Task instructions:
- 1) Reproduce word for word the stretch of the opinion piece on BBC bias from "The BBC has" through "precisely the opposite.".
- 2) In the opinion piece on BBC bias, why does the writer reject the suggestion that the Bengal famine of 1943 resulted from racism by Churchill? Answer in one to three sentences.

Reading passage:
The BBC has been running a risible series of contributions from its presenters, claiming that the organisation is free of any bias, yet recent surveys prove precisely the opposite.

Quite apart from the blatantly slanted reporting which dominate the news broadcasts, examinations of the output from the drama department reveal that their programmes present a totally bigoted view of history, and indeed of contemporary Britain, in which our national heroes are denigrated, past achievements are ignored, and, in particular, ordinary, patriotic Britons are targeted as being the villains of our island story.

The Empire is consistently decried as being somehow uniquely wicked, the far worse record of those of other nations being ignored. The slave trade, unquestionably a great evil, is regularly portrayed, without any effort being made to mention that eventually the Royal Navy drove the slavers from the seas, releasing hundreds of thousands of people from captivity. The recent concentration on the proposed restitution of the Benin bronzes never points out that these were seized after the massacre of British envoys, and their African bearers, Britain then putting an end to slave trading in Benin. Great figures from our past are treated as villains as, for example, a suggestion that the Bengal famine of 1943 resulted from racism by Churchill, when in fact we sent large shipments of food, despite our own wartime shortages,

If the BBC is to be believed Britain lacks diversity, despite the fact that it is now one of the most mixed societies in the world, where three of the most significant offices of state are held by members of ethnic minorities. The political opinions expressed by characters in these productions all reflect the views of the liberal elite, except where the villain of a piece is shown as right wing and absurdly reactionary. Brexit is consistently disparaged and treated as motivated by bigotry against foreigners, rather than the rejection of rule by unelected bureaucrats.

The BBC is dominated by those who have always hated their own country, the heirs of the intellectual idiots who supported the Bolsheviks, or the fascist powers before the Second World War. These adherents of the woke ideology infecting the West are incapable of understanding that most of the social theories they learnt in universities bear no relation to the realities of the world. It begs the question of why the UK expends such large resources on educational institutions who deliberately brainwash their students in this manner.

No denials by the BBC changes the fact that the greater part of its output is based on the views of a very small minority, who are allowed to impose their prejudices on the rest of us.

Records provided:
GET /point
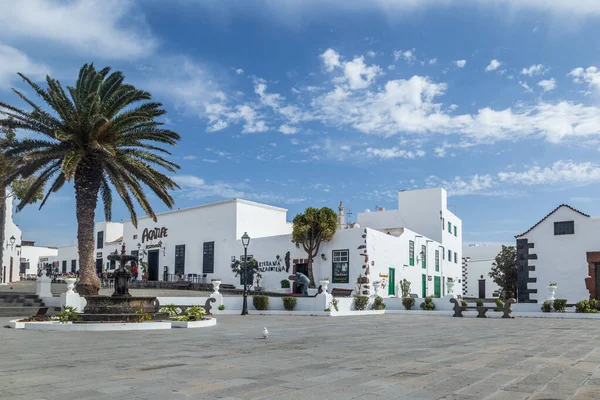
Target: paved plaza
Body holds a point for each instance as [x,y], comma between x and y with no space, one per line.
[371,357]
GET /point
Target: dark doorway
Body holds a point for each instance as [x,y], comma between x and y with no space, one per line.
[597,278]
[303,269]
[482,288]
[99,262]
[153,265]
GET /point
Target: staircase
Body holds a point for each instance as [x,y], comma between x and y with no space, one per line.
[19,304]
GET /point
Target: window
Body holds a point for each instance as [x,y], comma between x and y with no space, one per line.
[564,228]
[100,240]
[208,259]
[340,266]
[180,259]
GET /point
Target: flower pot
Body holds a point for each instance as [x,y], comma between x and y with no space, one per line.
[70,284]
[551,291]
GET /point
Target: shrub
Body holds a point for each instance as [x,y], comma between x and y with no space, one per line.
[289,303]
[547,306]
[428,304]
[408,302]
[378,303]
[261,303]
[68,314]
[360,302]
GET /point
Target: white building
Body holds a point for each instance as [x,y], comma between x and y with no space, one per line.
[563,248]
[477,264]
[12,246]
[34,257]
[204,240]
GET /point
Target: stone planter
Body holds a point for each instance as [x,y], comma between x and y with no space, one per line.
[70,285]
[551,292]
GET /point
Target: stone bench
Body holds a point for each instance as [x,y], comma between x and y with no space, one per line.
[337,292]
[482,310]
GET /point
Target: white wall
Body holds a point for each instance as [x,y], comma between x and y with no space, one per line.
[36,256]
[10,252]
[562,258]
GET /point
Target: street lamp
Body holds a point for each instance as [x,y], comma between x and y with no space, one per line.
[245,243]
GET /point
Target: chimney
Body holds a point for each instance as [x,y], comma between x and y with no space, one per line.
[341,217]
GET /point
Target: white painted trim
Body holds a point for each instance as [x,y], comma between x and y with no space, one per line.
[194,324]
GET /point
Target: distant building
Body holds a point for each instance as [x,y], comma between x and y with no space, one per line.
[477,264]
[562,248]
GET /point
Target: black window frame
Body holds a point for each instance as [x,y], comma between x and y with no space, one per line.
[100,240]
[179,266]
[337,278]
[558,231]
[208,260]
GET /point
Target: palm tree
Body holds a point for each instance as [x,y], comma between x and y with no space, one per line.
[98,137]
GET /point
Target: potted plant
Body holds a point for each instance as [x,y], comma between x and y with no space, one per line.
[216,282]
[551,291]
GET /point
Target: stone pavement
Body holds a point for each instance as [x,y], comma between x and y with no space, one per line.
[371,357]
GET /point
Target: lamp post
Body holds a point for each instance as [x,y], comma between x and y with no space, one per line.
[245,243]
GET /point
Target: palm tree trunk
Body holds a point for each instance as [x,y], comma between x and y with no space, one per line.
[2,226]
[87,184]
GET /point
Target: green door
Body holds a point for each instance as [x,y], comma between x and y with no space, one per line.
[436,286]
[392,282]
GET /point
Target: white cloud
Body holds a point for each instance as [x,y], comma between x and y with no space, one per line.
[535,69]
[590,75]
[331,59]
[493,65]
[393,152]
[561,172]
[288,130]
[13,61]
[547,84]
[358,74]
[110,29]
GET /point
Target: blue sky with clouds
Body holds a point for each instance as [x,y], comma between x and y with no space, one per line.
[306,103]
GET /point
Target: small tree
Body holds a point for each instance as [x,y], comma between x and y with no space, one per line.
--
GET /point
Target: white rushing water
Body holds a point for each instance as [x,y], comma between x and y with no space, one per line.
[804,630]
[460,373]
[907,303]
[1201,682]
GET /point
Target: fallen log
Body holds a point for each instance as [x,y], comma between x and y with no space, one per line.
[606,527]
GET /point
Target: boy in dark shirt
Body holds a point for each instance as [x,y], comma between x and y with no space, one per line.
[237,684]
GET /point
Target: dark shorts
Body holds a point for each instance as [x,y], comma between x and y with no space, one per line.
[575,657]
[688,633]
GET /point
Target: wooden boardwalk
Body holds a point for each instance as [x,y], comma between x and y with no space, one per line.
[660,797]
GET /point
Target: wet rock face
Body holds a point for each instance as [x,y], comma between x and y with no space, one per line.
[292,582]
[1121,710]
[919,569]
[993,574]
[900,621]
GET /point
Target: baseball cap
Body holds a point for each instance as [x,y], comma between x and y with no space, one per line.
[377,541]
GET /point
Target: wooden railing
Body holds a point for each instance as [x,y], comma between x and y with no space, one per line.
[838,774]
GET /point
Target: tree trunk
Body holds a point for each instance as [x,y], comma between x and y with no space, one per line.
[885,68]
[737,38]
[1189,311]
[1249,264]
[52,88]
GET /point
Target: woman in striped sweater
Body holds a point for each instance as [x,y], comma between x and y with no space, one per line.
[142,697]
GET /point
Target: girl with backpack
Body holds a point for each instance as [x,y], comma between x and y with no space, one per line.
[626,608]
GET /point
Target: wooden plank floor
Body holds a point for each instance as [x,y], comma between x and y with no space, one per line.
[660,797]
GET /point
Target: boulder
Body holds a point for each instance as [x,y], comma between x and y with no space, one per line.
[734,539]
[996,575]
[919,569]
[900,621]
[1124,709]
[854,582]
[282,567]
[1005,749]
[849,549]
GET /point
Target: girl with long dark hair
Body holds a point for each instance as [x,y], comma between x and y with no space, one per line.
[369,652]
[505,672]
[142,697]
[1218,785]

Responses to the exercise:
- 1)
The BBC has been running a risible series of contributions from its presenters, claiming that the organisation is free of any bias, yet recent surveys prove precisely the opposite.

- 2) The writer rejects it because, in fact, Britain sent large shipments of food despite its own wartime shortages. The writer offers the suggestion as an example of great figures from Britain's past being treated as villains.